Records to process
☆ ☆ ☆

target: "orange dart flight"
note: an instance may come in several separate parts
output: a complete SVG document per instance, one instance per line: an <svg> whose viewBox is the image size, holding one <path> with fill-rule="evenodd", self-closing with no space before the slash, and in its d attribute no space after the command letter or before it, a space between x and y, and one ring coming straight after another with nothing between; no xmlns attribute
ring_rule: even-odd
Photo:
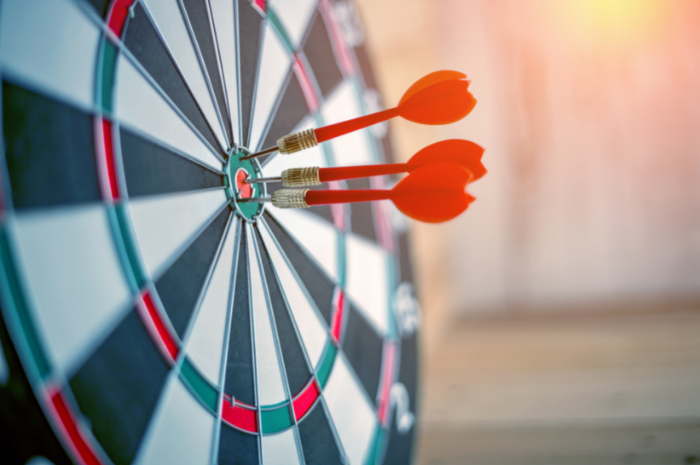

☆ ☆ ☆

Your objective
The pictures are not wanted, but every line of the listing should be duplicated exactly.

Exercise solution
target: "orange dart flight"
note: an instance may come in several separate parts
output: a complete SVG document per instance, one instance per line: an <svg> whose viewBox is the image size, holding one <path> with fill-rule="evenodd", self-closing with no space before the slash, and in its d attribute no space after the command letter or before it, a space between x and y, and one ring coming straight after another with nothing between; no xmlns attribute
ring_rule: even-odd
Photo:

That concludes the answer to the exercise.